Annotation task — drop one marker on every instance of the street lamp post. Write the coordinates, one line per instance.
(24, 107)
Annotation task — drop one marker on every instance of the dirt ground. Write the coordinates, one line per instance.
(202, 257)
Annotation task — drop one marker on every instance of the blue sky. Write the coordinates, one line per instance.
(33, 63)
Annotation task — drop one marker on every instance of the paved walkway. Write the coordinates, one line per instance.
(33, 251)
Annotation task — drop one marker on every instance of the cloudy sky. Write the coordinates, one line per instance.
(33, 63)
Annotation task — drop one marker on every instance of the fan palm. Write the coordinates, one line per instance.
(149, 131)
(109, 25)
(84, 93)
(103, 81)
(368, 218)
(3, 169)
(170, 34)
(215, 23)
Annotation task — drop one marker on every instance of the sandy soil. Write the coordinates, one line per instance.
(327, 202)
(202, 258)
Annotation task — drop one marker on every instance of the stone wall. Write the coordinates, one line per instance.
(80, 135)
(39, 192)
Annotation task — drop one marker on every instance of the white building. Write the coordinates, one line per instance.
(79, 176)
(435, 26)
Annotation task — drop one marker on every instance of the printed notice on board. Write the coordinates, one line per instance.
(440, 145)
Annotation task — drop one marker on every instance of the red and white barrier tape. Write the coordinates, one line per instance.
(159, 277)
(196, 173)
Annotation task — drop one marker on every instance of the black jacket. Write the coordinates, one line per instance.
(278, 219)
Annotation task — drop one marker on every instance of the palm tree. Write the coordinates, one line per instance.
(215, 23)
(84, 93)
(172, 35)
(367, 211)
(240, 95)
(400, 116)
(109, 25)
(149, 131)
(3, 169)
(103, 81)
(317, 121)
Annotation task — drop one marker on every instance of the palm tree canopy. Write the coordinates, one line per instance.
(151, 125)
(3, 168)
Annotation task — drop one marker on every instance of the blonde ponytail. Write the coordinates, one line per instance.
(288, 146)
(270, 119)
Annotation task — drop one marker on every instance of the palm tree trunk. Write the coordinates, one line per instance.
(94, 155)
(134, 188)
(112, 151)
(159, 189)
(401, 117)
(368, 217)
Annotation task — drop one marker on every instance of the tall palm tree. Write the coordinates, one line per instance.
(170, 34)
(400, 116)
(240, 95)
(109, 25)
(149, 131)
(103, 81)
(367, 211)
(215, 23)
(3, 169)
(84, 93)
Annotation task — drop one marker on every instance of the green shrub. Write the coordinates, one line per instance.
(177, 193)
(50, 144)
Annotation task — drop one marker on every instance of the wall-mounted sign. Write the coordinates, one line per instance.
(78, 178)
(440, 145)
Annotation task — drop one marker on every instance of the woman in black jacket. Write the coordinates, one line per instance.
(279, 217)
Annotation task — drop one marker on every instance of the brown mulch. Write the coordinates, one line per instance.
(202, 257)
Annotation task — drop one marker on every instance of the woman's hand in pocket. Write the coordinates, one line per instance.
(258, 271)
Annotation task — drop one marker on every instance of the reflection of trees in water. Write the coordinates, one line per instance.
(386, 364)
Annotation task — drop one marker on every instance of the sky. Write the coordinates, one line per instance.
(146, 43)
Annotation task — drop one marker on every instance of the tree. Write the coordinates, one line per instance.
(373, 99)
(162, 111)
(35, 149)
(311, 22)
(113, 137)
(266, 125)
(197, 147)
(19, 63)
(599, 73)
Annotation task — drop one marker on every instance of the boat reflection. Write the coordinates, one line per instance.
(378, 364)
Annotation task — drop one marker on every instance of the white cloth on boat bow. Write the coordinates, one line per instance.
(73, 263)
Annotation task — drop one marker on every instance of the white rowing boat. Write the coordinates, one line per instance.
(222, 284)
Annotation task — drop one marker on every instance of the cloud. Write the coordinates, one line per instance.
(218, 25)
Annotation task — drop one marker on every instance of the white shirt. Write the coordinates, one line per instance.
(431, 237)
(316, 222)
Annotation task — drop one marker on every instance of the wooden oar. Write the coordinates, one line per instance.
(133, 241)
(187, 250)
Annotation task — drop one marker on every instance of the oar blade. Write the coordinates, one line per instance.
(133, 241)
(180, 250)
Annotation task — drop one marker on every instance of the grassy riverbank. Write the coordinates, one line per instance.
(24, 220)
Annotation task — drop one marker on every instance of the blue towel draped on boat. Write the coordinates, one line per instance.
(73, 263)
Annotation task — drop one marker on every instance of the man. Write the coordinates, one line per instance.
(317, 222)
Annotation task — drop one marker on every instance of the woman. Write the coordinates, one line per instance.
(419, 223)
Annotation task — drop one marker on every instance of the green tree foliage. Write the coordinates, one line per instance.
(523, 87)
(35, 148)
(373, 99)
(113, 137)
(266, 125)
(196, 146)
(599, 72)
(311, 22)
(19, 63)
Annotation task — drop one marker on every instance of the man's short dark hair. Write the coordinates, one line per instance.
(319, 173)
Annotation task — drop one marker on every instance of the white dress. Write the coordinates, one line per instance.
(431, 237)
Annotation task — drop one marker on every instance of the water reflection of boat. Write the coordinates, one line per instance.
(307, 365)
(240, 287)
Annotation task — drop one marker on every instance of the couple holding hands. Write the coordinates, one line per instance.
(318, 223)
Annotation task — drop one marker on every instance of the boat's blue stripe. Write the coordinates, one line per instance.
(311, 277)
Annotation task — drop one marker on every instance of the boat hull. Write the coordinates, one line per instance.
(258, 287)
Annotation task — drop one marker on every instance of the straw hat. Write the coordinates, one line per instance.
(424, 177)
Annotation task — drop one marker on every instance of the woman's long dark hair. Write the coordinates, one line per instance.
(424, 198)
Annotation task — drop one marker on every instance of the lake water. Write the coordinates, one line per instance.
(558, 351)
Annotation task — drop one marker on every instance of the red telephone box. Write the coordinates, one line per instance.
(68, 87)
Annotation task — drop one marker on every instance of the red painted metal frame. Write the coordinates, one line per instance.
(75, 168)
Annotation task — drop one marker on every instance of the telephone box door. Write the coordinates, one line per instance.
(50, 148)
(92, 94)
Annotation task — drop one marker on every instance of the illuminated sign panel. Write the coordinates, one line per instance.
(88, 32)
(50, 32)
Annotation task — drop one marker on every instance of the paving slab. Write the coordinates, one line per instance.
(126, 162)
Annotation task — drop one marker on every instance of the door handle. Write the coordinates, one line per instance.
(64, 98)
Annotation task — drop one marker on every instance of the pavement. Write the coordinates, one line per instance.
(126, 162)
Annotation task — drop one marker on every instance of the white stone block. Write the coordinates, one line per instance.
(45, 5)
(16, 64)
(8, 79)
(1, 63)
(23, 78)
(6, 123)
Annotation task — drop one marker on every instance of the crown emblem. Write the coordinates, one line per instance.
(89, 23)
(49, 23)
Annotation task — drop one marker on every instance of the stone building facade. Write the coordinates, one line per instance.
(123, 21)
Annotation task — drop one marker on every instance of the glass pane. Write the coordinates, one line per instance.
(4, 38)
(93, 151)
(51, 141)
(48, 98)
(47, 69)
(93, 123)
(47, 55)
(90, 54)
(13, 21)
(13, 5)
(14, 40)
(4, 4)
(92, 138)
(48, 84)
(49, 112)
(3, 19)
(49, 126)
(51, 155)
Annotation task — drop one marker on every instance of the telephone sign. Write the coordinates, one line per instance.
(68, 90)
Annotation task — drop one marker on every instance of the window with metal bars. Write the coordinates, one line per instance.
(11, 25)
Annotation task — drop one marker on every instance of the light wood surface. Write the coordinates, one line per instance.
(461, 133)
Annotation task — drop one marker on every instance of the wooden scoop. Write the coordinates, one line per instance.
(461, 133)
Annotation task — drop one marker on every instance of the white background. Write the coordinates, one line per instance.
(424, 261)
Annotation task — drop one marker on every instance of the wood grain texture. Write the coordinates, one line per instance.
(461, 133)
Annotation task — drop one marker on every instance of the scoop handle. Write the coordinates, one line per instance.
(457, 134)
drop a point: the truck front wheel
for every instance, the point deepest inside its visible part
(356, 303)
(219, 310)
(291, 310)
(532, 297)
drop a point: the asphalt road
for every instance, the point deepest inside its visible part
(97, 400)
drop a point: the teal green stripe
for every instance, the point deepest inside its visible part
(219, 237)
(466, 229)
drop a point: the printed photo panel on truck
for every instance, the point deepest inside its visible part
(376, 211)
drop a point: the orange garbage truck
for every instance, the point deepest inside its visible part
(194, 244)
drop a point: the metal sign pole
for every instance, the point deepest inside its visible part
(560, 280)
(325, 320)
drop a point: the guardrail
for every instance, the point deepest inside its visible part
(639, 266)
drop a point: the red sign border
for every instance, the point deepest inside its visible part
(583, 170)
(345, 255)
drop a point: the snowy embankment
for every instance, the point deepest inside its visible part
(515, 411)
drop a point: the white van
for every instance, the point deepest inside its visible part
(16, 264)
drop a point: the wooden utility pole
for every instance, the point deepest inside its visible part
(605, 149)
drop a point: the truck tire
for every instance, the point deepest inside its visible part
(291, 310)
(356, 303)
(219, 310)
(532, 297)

Problem to work on: Pull every line containing "truck" from the entries above and copy it.

Task answer:
drop a point: the truck front wheel
drop a point: the printed photo panel on truck
drop a point: the orange garbage truck
drop a point: the truck tire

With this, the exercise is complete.